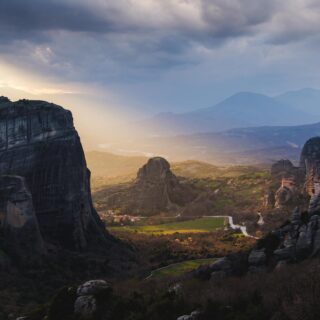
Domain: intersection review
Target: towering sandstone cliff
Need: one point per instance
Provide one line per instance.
(40, 147)
(155, 190)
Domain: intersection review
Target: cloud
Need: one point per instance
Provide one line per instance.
(124, 43)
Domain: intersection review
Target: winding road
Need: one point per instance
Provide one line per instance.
(233, 226)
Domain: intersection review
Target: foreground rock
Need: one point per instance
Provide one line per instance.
(38, 142)
(46, 205)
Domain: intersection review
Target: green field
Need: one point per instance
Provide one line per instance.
(199, 225)
(178, 269)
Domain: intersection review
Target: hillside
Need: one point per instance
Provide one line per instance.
(244, 146)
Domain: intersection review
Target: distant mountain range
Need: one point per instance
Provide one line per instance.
(244, 109)
(254, 145)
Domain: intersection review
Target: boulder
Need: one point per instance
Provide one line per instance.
(257, 257)
(193, 316)
(284, 196)
(316, 243)
(93, 287)
(287, 253)
(85, 307)
(282, 168)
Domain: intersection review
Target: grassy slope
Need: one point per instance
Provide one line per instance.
(177, 269)
(189, 226)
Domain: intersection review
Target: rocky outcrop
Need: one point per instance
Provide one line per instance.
(19, 228)
(38, 143)
(155, 190)
(310, 164)
(282, 169)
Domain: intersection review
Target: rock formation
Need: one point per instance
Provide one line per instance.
(47, 183)
(19, 227)
(155, 190)
(291, 185)
(298, 238)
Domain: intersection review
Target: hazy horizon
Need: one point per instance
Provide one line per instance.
(113, 63)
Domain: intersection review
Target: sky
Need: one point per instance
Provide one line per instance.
(125, 59)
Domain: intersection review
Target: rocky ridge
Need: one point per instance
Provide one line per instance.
(295, 240)
(44, 182)
(155, 190)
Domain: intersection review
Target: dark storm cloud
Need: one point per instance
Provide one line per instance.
(23, 16)
(109, 39)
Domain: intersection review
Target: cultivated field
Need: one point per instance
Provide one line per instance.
(178, 269)
(199, 225)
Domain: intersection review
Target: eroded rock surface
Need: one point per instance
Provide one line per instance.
(19, 226)
(39, 143)
(155, 190)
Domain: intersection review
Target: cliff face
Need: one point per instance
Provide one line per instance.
(18, 222)
(155, 190)
(38, 142)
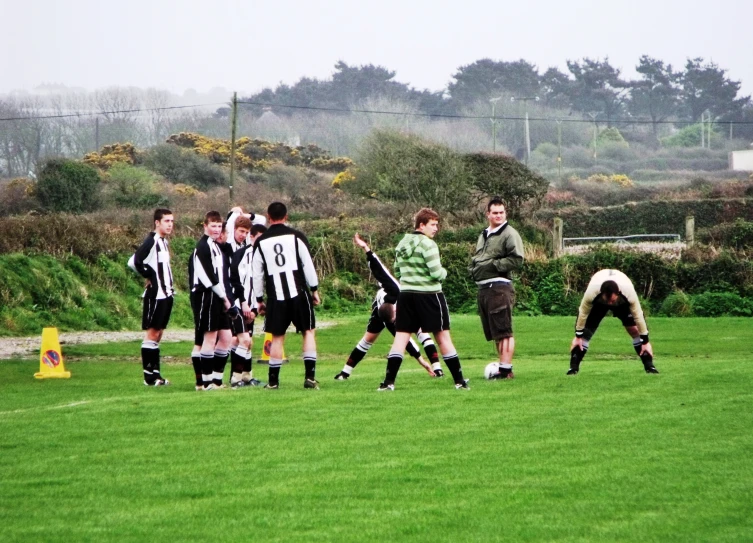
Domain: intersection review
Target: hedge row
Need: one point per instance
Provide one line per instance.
(651, 217)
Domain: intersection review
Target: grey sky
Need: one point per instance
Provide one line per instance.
(247, 45)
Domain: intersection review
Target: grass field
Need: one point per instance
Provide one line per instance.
(611, 454)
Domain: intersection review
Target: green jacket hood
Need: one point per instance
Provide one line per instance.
(408, 245)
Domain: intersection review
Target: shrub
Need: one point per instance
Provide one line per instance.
(719, 304)
(404, 168)
(182, 166)
(677, 304)
(68, 186)
(134, 187)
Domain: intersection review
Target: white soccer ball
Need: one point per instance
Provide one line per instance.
(491, 370)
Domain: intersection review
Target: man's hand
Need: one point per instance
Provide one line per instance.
(361, 243)
(425, 365)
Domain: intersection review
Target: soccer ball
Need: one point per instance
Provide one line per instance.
(491, 370)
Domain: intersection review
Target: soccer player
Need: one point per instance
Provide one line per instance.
(421, 304)
(610, 290)
(234, 214)
(283, 268)
(152, 261)
(211, 303)
(499, 252)
(383, 316)
(243, 326)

* * * * * * *

> **Short problem**:
Return the listing above in full and without alteration, excluding its pictures.

> **Written reply**:
Domain: intersection review
Target: towering sandstone cliff
Need: one point per instance
Provide one line per instance.
(40, 147)
(155, 190)
Domain: intersection review
Target: cloud
Need: one point per instance
Provide one line per instance.
(124, 43)
Domain: intersection review
Target: winding road
Need: one point per instance
Provide one line per instance.
(233, 226)
Domain: intersection review
Target: foreground rock
Need: one point per instance
Provide one line per instance.
(38, 142)
(46, 205)
Domain: intersection review
Target: green field
Need: one point per instance
Provide one line per instance.
(199, 225)
(178, 269)
Domain: intersection review
Target: hillside
Need: one point per instance
Provide one line per instance.
(244, 146)
Domain: intersection review
Target: distant mountain range
Need: one point per instance
Provide one line per instance.
(244, 109)
(254, 145)
Domain: intersection review
Target: boulder
Need: one point per instance
Provide one line per instance.
(257, 257)
(193, 316)
(284, 196)
(316, 243)
(93, 287)
(287, 253)
(85, 307)
(282, 168)
Domain: intersection review
Target: grassy slope
Need: one point per instance
Provide one line per instance.
(177, 269)
(189, 226)
Domain: intersection review
Target: rocky outcrop
Need: one point per instance
Provide one line per instance.
(19, 228)
(38, 143)
(155, 190)
(310, 164)
(282, 169)
Domain: intersection review
Target: rock formation
Need: one point per instance
Provide one line per instance.
(47, 183)
(19, 227)
(155, 190)
(291, 185)
(298, 238)
Domain: intersection review
Target: hazy horizon
Need: one point per instance
Provide one line per instance.
(113, 63)
Domain: intersection review
Target: sky
Need: one point per instance
Provide one line per instance.
(125, 59)
Domain: intersection review
Target: rocky ridge
Need: one point per instance
Provide one line per instance.
(295, 240)
(44, 182)
(155, 190)
Domain: intersection review
Target: dark storm cloud
Need: one point per instance
Provide one line per instance.
(23, 16)
(109, 39)
Domain: intersection review
Target: cultivated field
Need: one point per instance
Provide one line per instance.
(178, 269)
(199, 225)
Domain: intersection review
Target: eroded rock surface
Need: one point per instance
Provide one line per instance.
(19, 226)
(39, 143)
(155, 190)
Domain: intersection review
Target: cliff face
Need: one point per instance
Provide one line per instance.
(18, 222)
(155, 190)
(38, 142)
Domain: intersection review
Target: hedge row
Need: one point per instance
Provide one line per instance.
(651, 217)
Domain: intersection review
Target: grey sky
Need: one point per instance
Provide one line per instance.
(247, 45)
Domain: intersection review
Target: grass field
Need: one point per instance
Provide one line per instance.
(611, 454)
Domain: intersection review
Target: green jacket hood
Need: one point per instance
Provide one line per instance.
(408, 245)
Domain: intersection review
Target: shrub
Need: one point per instance
Provide one line per instance.
(719, 304)
(404, 168)
(182, 166)
(677, 304)
(68, 186)
(134, 187)
Domain: intersection review
Target: white soccer ball
Need: one point per instance
Provide one line per instance.
(491, 370)
Domain: intersection review
Target: man's hand
Need: one point per instance
Provide one line per instance.
(361, 243)
(425, 365)
Domain: intersection review
Target: soccer ball
Need: one point per instance
Provide one line per instance.
(491, 370)
Domain: intersection review
Target: soccer player
Need: one point per instance
Provide one line per instance.
(421, 304)
(610, 290)
(234, 214)
(283, 268)
(152, 261)
(211, 303)
(499, 252)
(383, 316)
(243, 326)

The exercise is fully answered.